ASMIP president calls for Golden Visa rethink

 In Golden Visa, News, Real Estate

The President of the Portuguese Association of Real Estate Agents has slammed the Government’s decision to end the concession of Golden Visas in Lisbon, Porto and the coastal areas and Algarve as “destroying one of the property market’s main drivers.”

In an interview with Diarioimobiliário, Francisco Bacelar of ASMIP says that one of the challenges for this year will be a rethink on the Golden Visa programme without excluding the investment in the interior of the country that the changes to the scheme hope to achieve.
He said that in his experience of over four decades in the real estate market, in which he has seen various crises, he believed that Portugal’s property sector would escape the worst ravages of the economic crisis thanks to the maturity it has achieved in recent years. “It’s like trying to stop a runaway train at speed, you can put the brakes on to slow it, but it won’t be enough to put it into reverse,” he said, adding that hope was all important, since pessimism would be the biggest obstacle.
Bacelar said that one of the first challenges for the sector was the drastic changes to Portugal’s highly successful Golden Visa programme which had proved to be one of the main drivers for the property sector in Portugal.
“Of course investment should be redirected to the interior of the country, but we fear that within the current context, the interior will not be attractive enough to capture overseas investment because of lower demand and the lower value of property and lower return as a consequence,” he said, pointing to the “residual interest” in investing in the interior since that investment option had already existed.

------------------------

_Problem details_.
Can you write out the Golden Visa article word for word, from "In an interview" up to and including "hope to achieve."?

_Dataset extract_.
------------------------

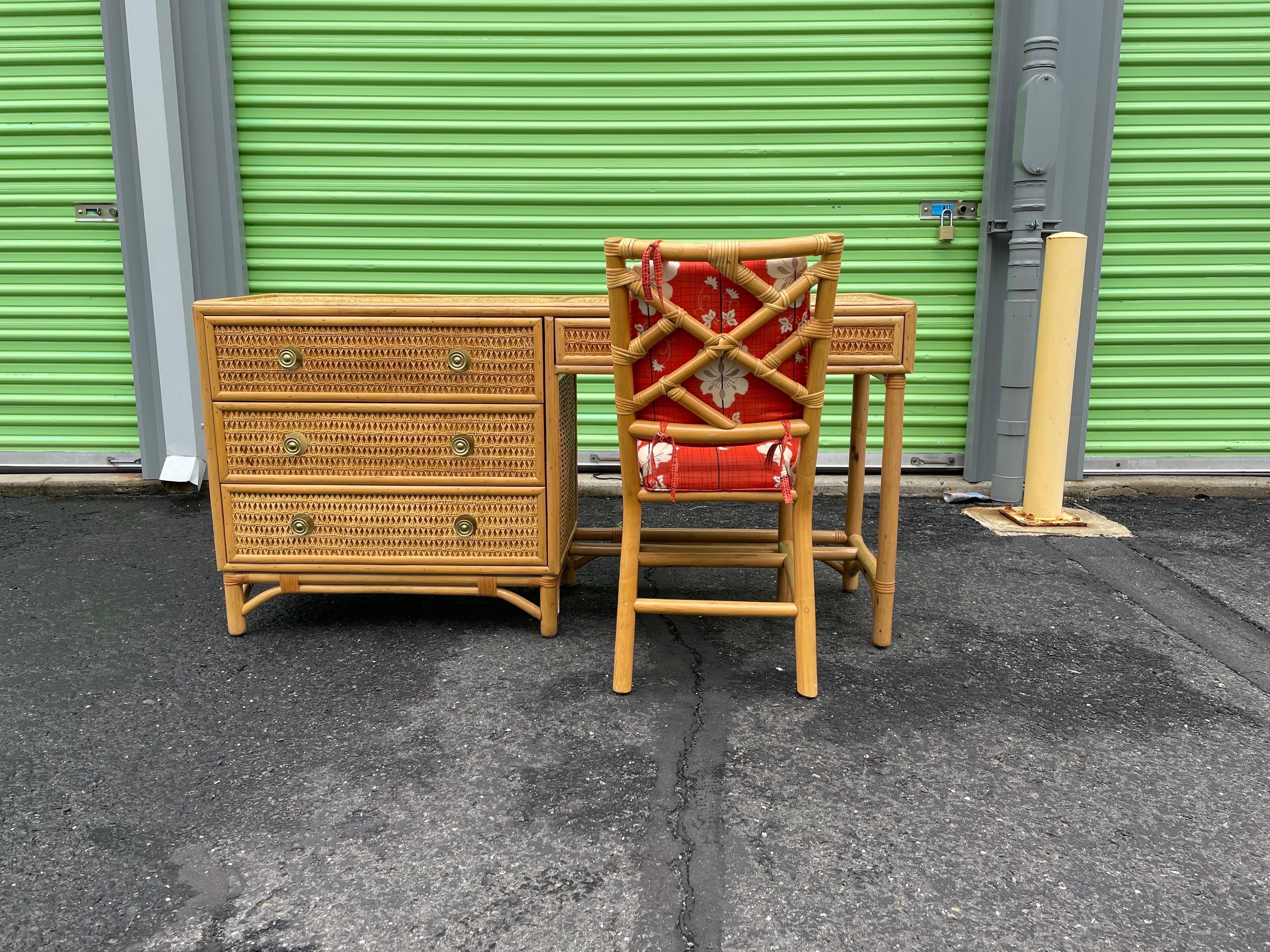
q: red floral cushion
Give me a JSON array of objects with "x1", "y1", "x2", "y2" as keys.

------------------------

_Written answer_.
In an interview with Diarioimobiliário, Francisco Bacelar of ASMIP says that one of the challenges for this year will be a rethink on the Golden Visa programme without excluding the investment in the interior of the country that the changes to the scheme hope to achieve.